PAGE:
The United Nations Security Council is preparing a new resolution condemning North Korea's recent steps. The aim is to halt what it considers to be Pyongyang's threatening and destabilizing actions.
Several council members are calling for tough new sanctions. China and Russia, traditionally less eager to punish North Korea, are employing harsher rhetoric and reaffirming the need to walk the North back from nuclear status.
At the same time, officials, proliferation experts, and Asia analysts are increasingly calling for a new international approach to North Korea. They suggest that the country should no longer be treated like a child to be cajoled, but instead as a violator of international law that must face the consequences of its actions.
France, for example, wants the new resolution that Security Council members began discussing Tuesday afternoon to "include new sanctions ... because this behavior must have a cost and a price to pay," said Jean-Pierre Lacroix, France's deputy UN ambassador.
One scenario would place a priority on restarting the intermittent six-party talks, although critics say that process resulted in North Korea exploding two nuclear weapons, honing its missile technology, and joining the nuclear club.
A second would involve comprehensive international measures to "manage" proliferation and other threats posed by Pyongyang. This would help the regime there to sort out internal issues – including succession to ailing dictator Kim Jong Il. Some specialists in Korean issues say these internal issues are driving recent actions.
"North Korea's objectives have changed. It now seems hell-bent on establishing its nuclear status, having run through a string of provocations since January that really allowed no time for the kind of diplomatic response it aimed for in the past," says Bruce Klingner, senior research fellow for Northeast Asia at the Heritage Foundation in Washington. "They left no chance for the diplomatic goodies, which suggests their interest in them is not what it used to be."
On Wednesday, the regime said it would no longer abide by the five-decade-old truce between the Koreas, after South Korea announced it was joining a US-led security initiative that searches ships for nuclear weapons.
Tactical shift needed?
Monday's underground explosion of a nuclear weapon at a site near the Chinese border and Tuesday's test-firing of two short-range missiles followed April's launch of a Taepodong-2 long-range missile. Based on those actions, Mr. Klingner predicts North Korea will continue developing its nuclear and missile capabilities, perhaps as a reflection of its announced goal of becoming a "powerful nation" by 2012.
In response, the US and other international powers should abandon their "naïve" diplomatic efforts, Klingner says. Instead, they should focus on addressing the North's apparent decision to turn away from negotiation. The objective of such an international shift would be to get North Korea back to the negotiating table eventually – when serious pressures force it to discuss dismantling its nuclear program.

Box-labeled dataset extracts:
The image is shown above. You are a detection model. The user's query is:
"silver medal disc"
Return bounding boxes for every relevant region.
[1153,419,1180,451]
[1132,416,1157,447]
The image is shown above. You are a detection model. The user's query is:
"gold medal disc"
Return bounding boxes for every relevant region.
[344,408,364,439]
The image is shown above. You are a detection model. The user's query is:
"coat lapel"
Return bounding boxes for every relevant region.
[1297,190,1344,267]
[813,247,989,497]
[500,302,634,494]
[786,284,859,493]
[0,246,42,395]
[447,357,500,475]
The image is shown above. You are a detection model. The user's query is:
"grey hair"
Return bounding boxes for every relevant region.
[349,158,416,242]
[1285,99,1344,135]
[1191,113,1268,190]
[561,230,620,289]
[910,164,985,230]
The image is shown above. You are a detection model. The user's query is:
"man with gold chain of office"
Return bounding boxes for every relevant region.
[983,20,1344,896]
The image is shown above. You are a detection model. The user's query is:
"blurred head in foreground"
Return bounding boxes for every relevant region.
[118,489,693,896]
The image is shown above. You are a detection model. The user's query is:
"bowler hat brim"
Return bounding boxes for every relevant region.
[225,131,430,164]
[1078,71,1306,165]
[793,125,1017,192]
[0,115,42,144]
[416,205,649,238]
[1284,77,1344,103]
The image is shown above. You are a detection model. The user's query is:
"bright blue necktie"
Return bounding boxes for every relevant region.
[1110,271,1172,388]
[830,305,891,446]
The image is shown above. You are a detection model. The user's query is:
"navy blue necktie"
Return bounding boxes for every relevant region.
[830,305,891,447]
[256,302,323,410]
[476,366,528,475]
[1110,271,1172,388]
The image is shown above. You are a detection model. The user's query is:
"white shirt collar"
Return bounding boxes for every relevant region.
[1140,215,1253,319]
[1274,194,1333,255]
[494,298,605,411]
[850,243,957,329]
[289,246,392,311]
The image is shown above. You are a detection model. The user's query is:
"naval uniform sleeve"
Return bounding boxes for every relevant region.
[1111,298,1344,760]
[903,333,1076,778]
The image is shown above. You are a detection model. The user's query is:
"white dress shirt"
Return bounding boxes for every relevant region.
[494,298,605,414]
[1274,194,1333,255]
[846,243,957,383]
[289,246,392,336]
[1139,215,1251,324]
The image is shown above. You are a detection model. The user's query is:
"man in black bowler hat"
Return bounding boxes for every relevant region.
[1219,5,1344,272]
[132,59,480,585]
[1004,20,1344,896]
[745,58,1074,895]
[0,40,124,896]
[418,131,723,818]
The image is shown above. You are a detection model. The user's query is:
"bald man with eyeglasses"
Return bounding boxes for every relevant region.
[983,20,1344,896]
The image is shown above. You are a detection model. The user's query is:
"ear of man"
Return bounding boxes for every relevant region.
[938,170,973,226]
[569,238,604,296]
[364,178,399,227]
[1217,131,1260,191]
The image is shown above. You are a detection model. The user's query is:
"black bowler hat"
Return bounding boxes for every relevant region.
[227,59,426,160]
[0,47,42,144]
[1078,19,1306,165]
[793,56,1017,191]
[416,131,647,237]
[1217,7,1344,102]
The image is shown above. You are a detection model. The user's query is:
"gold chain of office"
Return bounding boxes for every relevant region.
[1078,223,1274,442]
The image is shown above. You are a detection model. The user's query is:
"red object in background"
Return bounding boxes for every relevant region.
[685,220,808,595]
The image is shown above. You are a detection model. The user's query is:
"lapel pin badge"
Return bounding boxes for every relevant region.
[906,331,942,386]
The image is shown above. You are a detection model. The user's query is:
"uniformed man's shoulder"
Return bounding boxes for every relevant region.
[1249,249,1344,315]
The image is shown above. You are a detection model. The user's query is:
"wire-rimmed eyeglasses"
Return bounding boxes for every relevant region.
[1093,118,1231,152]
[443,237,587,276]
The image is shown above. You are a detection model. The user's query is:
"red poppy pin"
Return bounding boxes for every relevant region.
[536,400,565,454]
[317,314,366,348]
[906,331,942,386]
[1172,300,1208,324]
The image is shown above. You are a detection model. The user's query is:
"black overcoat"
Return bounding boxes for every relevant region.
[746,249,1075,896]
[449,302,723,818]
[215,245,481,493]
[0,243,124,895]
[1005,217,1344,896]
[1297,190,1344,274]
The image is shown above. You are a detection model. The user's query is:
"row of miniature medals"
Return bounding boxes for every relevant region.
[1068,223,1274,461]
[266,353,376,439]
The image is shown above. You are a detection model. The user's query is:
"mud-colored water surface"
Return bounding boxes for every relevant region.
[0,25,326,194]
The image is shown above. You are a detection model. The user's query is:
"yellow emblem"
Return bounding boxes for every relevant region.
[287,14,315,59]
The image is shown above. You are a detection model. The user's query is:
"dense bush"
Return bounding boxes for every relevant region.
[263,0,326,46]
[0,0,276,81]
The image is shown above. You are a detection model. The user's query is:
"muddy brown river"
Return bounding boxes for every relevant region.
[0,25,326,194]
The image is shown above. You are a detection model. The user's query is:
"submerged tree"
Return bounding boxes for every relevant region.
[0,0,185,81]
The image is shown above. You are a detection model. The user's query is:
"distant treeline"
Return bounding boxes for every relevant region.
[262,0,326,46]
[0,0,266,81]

GIVEN EXERCISE: Return the passage of the North Korea article between "One scenario would" and "driving recent actions.", inclusive, copied word for word.

TASK SOLUTION:
One scenario would place a priority on restarting the intermittent six-party talks, although critics say that process resulted in North Korea exploding two nuclear weapons, honing its missile technology, and joining the nuclear club.
A second would involve comprehensive international measures to "manage" proliferation and other threats posed by Pyongyang. This would help the regime there to sort out internal issues – including succession to ailing dictator Kim Jong Il. Some specialists in Korean issues say these internal issues are driving recent actions.